**GIVEN INSTRUCTION A**.
For each of the following statements, say yes or no as to whether it agrees with the Asian business news digest, and quote the words that decide it: (i) CP Pokphand shares fell yesterday along with the market. (ii) CP Pokphand's meeting with bondholders is set for May 29. (iii) China Everbright announced a bonus warrant issue on a one-for-five basis.

**DOCUMENT TEXT**.
╭──

C H I N A   &   H O N G   K O N G

CP POKPHAND: Stock Finally Stabilises
CHINA EVERBRIGHT: Stages Strong Turnaround
H B INT'L: Results Announcement
MARIA'S BAKERY: Liquidation Certain
S. MEGGA: Status Report on Restructuring
TUNG FONG HUNG: Results Announcement


J A P A N  

JAPAN AIRLINES: S&P Cuts Debt Rating to Junk Status


K O R E A

KIA MOTORS: Corruption Probe Makes Third Party Sale Likely


M A L A Y S I A

HALIM SECURITIES: Uniphoenix Unit Served Wind-up Petition
INNOSABAH SECURITIES: KLSE Orders Firm's Trading Restricted
KONSORTIUM: Ships to be Acquired by MISC


P H I L I P P I N E S

NAPOCOR: Reveals Cash Flow Problems


T H A I L A N D

RATANAKOSIN INSURANCE: Warning on Rehabilitation Plan
SAHAVIRIYA STEEL: Prepares Restructuring Plan
THAI PETROCHEMICAL: Creditors Agree on Debt Moratorium
U-SAT: Contract Terminated, Facilities Withdrawn


=================================
C H I N A   &   H O N G   K O N G
=================================

CP POKPHAND: Stock Finally Stabilises
-------------------------------------
CP Pokphand Co, whose shares have been savaged in recent
sessions as the firm talks to creditors to reschedule its
debts, saw its stock stabilise yesterday in very heavy
trade. Analysts said the Hong Kong arm of the Thai-based
conglomerate, which is a major investor in the mainland,
might owe Hongkong Bank about $500 million. Hongkong Bank
officials declined to comment, while Pokphand
representatives would confirm only that talks with
creditors were still under way. Yesterday, Pokphand shares
bucked a falling market to gain 6.17 per cent to 43 cents,
paring some of the massive losses that came after the firm
said last week it risked default on a floating-rate note
issue.

Pokphand has asked holders of US$92.8 million of five-year
notes due in 2000 not to redeem the paper early as it is
facing cash-flow problems and could default if the put
options were exercised. A meeting with bondholders is set
for May 29. Analysts said that figuring the exact extent of
the company's liabilities was difficult because there could
be substantial off-balance obligations held by subsidiaries
in which it had an equity interest of less than 50 per
cent.
(South China Morning Post 30-Apr-1998)


CHINA EVERBRIGHT: Stages Strong Turnaround
------------------------------------------
China Everbright Ltd, the State Council-controlled red
chip, has staged a strong turnaround back into profit in
the nine months to December, earning an attributable result
of $53.56 million. The turnaround, from a net loss of
$202.24 million in the previous 12 months to the end of
March last year, was engineered with the help of
contributions from associate companies and exceptional
gains from the disposal of its retail businesses. The
conglomerate, which during the year focused on broadening
its base to include finance, banking, insurance, property
and telecoms interests, also announced a bonus warrant
issue on a one-for-10 basis. The warrants will entitle
holders to subscribe for shares at $5.55 between
July 3, 1998 and January 5, 2000.

╰──

**Records excerpted from a collection**.

╭──

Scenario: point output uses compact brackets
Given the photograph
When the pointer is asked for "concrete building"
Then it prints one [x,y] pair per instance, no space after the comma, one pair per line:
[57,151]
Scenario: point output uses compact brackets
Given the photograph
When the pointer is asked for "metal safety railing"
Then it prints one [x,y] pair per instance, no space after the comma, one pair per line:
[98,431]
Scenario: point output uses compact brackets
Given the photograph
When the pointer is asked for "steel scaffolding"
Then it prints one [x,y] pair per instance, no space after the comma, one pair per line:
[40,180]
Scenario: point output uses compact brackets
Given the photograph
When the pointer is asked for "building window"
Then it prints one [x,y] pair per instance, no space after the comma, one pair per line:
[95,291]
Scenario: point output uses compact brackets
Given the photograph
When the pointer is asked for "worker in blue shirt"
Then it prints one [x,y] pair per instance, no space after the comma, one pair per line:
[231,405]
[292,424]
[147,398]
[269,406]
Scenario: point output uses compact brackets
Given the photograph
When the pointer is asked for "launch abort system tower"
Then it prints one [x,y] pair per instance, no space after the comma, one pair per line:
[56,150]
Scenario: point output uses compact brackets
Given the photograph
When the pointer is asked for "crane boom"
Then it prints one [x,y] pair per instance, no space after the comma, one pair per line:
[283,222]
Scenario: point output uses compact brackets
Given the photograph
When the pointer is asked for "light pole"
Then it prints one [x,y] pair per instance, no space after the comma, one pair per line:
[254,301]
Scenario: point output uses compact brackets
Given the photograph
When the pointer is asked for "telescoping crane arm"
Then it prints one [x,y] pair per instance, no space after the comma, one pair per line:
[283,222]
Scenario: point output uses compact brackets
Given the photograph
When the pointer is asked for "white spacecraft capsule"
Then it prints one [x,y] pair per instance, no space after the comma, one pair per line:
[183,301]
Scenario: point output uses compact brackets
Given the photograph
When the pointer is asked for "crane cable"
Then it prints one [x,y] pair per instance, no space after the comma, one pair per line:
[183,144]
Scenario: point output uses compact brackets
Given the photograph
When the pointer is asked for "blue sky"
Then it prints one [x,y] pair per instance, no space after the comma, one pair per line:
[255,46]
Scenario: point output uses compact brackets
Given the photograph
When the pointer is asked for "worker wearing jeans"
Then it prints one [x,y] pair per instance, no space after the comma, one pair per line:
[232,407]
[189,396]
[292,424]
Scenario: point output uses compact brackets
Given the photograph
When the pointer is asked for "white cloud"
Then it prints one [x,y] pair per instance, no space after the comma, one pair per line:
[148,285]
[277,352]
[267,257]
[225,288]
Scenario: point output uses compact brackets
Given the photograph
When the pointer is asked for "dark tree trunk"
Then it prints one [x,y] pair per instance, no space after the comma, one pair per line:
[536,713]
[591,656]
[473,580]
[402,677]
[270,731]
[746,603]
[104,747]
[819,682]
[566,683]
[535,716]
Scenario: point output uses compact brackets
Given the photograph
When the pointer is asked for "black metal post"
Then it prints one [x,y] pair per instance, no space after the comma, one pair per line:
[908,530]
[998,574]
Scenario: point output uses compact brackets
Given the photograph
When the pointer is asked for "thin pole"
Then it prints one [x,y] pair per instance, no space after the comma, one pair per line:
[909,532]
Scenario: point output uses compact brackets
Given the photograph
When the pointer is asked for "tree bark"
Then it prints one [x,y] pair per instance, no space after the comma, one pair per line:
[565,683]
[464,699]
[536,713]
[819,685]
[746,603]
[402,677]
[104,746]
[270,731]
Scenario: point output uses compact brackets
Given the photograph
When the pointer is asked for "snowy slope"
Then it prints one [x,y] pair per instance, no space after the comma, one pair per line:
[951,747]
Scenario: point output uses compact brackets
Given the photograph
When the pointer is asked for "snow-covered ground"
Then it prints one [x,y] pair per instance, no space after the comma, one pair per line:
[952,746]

╰──

**GIVEN INSTRUCTION B**.
Please count the lines of the records that contain the string "worker" and give only the number.

**WORKED ANSWER A**.
(i) No: "Pokphand shares bucked a falling market to gain 6.17 per cent to 43 cents"
(ii) Yes: "A meeting with bondholders is set for May 29."
(iii) No: "a bonus warrant issue on a one-for-10 basis"

**WORKED ANSWER B**.
2